GIVEN TEXT
──────

In each of his findings of fact the trial court cited references to the record in support thereof.
This Court is bound by the findings of fact of the trial court unless they are clearly erroneous and it appears that the court has made a mistake. Rule 52 (a), Federal Rules of Civil Procedure, 28 U.S.C.A.; McAllister v. United States, 1954, 348 U.S. 19, 20, 75 S.Ct. 6, 99 L.Ed. 20; United States v. United States Gypsum Co., 1948, 333 U.S. 364, 395, 68 S.Ct. 525, 92 L.Ed. 746.
A review of the evidence with respect to this issue convinces us that the findings of fact of the trial court were not clearly erroneous.
U. M. W. contends that neither the truck drivers nor the sublessee mine operators were "neutral" employees within the meaning of the Act; that their relationship was not that of at arm's length which usually exists between employers and there was not a complete interdependence of operations. It relies chiefly on Local No. 24, International Brotherhood of Teamsters etc. v. N. L. R. B., 1959, 105 U.S.App.D.C. 271, 266 F.2d 675.
This is essentially a question of fact. As before stated, the trial court found that Osborne did not control either the secondary employers or their employees. The truck owners did not haul exclusively for Osborne.
While prior to the Taft-Hartley amendments of 1947, the employees of the lessee mine operators and truckers would have been considered as employees of Osborne (In the Matter of A. M. Greene, 49 N.L.R.B. 146), the effect of the amendments is not to so regard the employees of independent contractors, 29 U.S.C.A. § 152(3).

──────

Records of labeled points
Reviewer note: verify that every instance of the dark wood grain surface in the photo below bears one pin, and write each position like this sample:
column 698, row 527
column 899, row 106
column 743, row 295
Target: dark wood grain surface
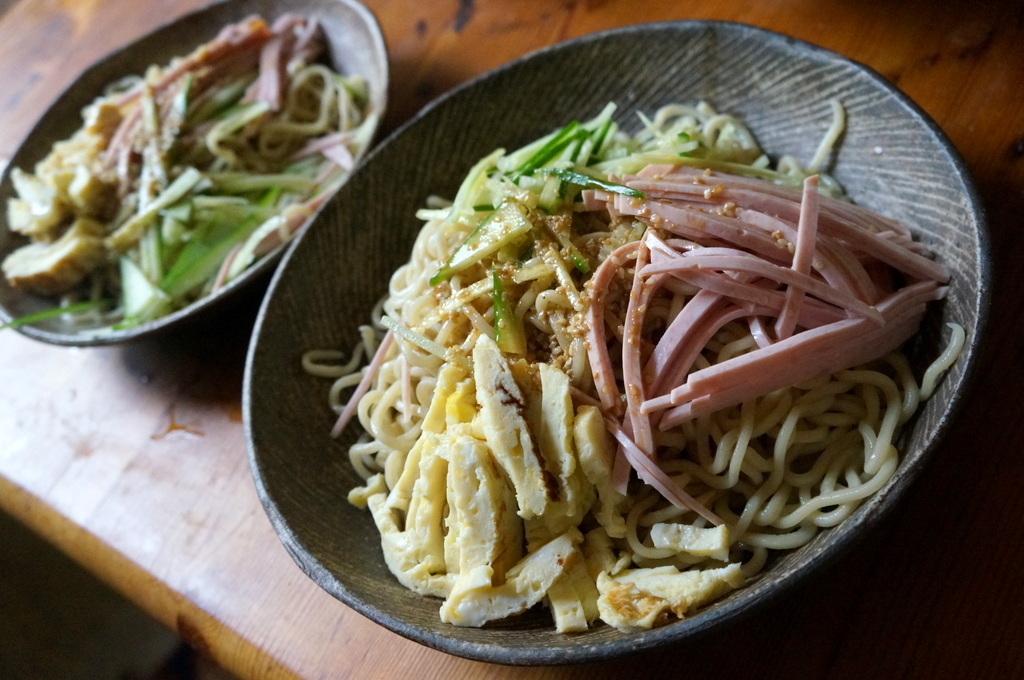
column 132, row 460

──────

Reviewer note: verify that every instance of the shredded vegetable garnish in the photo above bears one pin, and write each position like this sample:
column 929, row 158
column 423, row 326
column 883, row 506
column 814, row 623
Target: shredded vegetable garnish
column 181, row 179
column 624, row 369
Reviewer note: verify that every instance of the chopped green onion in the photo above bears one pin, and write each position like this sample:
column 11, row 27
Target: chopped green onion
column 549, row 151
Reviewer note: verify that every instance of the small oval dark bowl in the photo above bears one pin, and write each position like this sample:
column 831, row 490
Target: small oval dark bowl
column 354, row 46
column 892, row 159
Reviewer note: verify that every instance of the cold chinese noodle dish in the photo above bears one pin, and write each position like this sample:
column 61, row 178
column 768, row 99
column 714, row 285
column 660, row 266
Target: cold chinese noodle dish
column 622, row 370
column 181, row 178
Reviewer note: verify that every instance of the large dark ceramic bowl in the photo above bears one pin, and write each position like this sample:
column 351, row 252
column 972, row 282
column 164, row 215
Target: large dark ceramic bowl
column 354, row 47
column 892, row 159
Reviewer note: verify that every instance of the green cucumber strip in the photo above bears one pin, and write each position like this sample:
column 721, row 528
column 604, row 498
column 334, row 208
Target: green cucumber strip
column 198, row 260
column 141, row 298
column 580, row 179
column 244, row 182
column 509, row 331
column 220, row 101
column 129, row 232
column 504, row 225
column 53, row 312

──────

GIVEN EXERCISE A
In the court opinion excerpt, which decision does U. M. W. rely on chiefly?
GIVEN EXERCISE B
Name every case that the court opinion excerpt cites by name.
GIVEN EXERCISE C
Carry the court opinion excerpt forward from its final sentence.
None of the tasks require the entries.

FINAL ANSWER A
Local No. 24, International Brotherhood of Teamsters etc. v. N. L. R. B., 1959, 105 U.S.App.D.C. 271, 266 F.2d 675.

FINAL ANSWER B
McAllister v. United States
United States v. United States Gypsum Co.
Local No. 24, International Brotherhood of Teamsters etc. v. N. L. R. B.
In the Matter of A. M. Greene

FINAL ANSWER C
In the Teamsters case, supra, relied upon by defendants, the truck owners' (lessors') employees were deemed to be employees of the transportation company (lessee) because of the control exercised over them by the latter. The transportation company (lessee) was not an independent contractor. As stated by the court [105 U.S.App.D.C. 271, 266 F.2d 680]:
"The many tiny strands of Ace (lessee) control over these drivers cannot be extricated from the total fabric of mutual obligation. Those strands are clearly part of the pattern of the employer-employee relationship."
In the case at bar the strands of control referred to in the Teamsters case were not present, and the evidence supports the findings of the trial judge as to the existence of the independent contractor relationship.
Defendants assert that the District Court did not have jurisdiction to determine whether the evidence material to the federal cause of action also established a violation of the common law of Tennessee.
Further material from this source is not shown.